EXERCISE GOAL: Extract the data from its first line through the line holding "<point>351,302</point>", inclusive, and copy those lines without any change. Leave the pictures out of your answer.

GIVEN DATA:
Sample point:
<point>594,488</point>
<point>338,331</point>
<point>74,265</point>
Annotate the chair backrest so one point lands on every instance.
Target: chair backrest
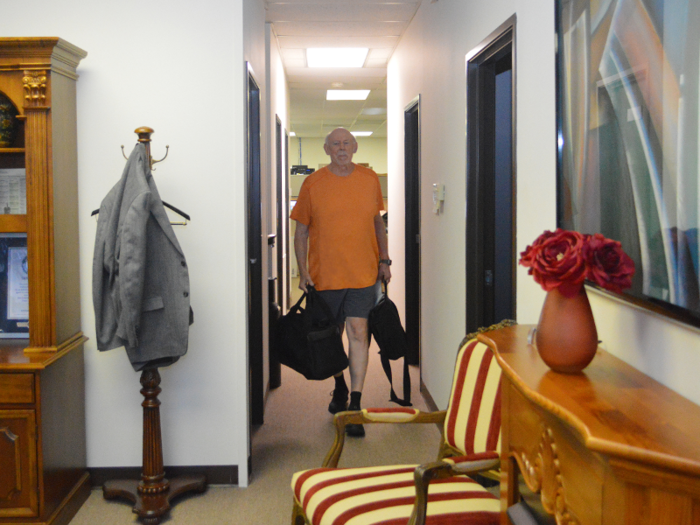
<point>473,420</point>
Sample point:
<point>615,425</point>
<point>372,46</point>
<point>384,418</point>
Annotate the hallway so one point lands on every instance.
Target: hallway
<point>297,433</point>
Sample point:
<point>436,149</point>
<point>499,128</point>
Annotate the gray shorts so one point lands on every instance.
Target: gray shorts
<point>351,302</point>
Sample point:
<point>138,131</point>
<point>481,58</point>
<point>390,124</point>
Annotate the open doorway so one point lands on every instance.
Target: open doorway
<point>255,274</point>
<point>490,241</point>
<point>412,219</point>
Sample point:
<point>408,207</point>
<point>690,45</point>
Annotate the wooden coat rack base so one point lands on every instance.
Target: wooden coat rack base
<point>151,496</point>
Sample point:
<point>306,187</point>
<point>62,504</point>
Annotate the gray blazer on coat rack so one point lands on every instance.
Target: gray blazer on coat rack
<point>140,282</point>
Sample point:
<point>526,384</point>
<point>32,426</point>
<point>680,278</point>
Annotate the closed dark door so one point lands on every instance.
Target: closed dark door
<point>254,248</point>
<point>412,202</point>
<point>491,181</point>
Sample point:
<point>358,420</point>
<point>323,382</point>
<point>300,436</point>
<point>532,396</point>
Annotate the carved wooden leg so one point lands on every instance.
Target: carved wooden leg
<point>151,496</point>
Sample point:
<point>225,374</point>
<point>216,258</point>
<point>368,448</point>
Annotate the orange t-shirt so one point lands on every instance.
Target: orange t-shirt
<point>340,211</point>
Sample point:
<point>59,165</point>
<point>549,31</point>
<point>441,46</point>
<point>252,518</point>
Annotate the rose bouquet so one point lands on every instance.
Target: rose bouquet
<point>565,259</point>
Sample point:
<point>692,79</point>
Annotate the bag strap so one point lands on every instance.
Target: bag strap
<point>297,306</point>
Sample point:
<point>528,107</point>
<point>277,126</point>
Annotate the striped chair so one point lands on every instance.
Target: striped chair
<point>435,493</point>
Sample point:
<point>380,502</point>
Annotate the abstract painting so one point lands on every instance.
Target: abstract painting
<point>628,73</point>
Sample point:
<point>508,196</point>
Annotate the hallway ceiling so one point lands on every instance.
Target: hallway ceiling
<point>301,24</point>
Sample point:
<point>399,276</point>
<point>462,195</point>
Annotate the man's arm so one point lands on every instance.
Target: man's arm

REPLY:
Sample point:
<point>594,488</point>
<point>338,331</point>
<point>74,265</point>
Annotate the chair backrest so one point lands on every instance.
Target: chair backrest
<point>473,420</point>
Sample point:
<point>615,425</point>
<point>372,46</point>
<point>384,418</point>
Annotate the hallway so one point lands on every instance.
Target: hallway
<point>297,433</point>
Sample point:
<point>436,149</point>
<point>499,128</point>
Annotate the gray shorts so one point lands on every instance.
Target: gray shorts
<point>351,302</point>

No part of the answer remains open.